## WORK INSTRUCTION
Let the output be exactly the lines from the one containing "# locate rhododendron" through the end of the records below, both included.

## PROVIDED MATERIAL
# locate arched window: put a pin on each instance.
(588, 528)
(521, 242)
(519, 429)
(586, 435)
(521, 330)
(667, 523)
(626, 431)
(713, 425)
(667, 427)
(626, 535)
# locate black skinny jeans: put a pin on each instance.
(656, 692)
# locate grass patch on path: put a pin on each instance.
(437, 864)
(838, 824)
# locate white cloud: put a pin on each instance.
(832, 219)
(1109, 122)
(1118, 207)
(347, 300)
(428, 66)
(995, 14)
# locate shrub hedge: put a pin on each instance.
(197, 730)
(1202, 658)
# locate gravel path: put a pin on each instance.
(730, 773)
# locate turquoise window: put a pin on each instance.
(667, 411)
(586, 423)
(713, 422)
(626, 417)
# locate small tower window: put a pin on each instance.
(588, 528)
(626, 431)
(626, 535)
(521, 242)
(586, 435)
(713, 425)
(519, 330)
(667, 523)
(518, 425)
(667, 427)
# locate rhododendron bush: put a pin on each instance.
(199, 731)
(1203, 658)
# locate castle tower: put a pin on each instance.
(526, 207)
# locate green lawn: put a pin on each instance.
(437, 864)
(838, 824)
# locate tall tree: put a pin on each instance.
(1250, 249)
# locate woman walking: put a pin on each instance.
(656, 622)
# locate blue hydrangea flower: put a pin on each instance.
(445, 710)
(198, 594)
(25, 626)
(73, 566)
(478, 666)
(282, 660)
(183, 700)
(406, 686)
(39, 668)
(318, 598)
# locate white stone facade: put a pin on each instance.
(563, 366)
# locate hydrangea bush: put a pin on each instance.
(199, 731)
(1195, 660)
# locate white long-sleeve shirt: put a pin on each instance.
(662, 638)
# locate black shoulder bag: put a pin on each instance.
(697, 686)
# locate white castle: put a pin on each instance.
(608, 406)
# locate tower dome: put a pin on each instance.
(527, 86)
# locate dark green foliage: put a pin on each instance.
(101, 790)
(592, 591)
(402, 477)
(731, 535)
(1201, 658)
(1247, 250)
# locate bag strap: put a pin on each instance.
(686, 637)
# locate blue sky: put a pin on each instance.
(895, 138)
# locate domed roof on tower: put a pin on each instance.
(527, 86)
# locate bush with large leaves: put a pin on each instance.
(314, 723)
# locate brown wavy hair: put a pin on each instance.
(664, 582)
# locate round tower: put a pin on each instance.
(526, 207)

## PROBLEM SOLUTION
# locate rhododendron bush: put a pin on each instance.
(199, 731)
(1203, 658)
# locate castle tower: put a pin on each instance.
(526, 207)
# locate green lawn: put a pin on each instance.
(437, 864)
(838, 824)
# locate tall tree: put a pin on each instance.
(1250, 249)
# locate woman walking: put a pin on each instance.
(656, 622)
# locate blue hydrangea flower: put a pin on each instance.
(445, 710)
(198, 594)
(25, 626)
(73, 566)
(478, 666)
(282, 660)
(183, 700)
(406, 686)
(39, 668)
(318, 598)
# locate white stone facade: put a pin on each instance.
(563, 366)
# locate hydrangea bush: put a pin on each instance.
(199, 731)
(1195, 660)
# locate white long-sleeve shirt: put a pin on each instance.
(662, 638)
# locate black shoulder bag: put a pin on each instance.
(697, 686)
# locate white castle: put a pin on each instance.
(608, 406)
# locate tower dome: put a pin on each instance.
(527, 86)
# locate dark green foliage: put a pin on each instance.
(101, 790)
(592, 591)
(402, 477)
(731, 535)
(1201, 658)
(1247, 250)
# locate bag strap: put a pin on each instance.
(686, 637)
# locate blue sky: put a pin on each instance.
(895, 138)
# locate domed roof on tower: put a pin on each instance.
(527, 86)
# locate bush with large leaves: put a pin on each instance.
(314, 723)
# locate brown wavy hair: put a pin on each instance.
(664, 582)
# locate round tower: put a pin on each instance.
(526, 207)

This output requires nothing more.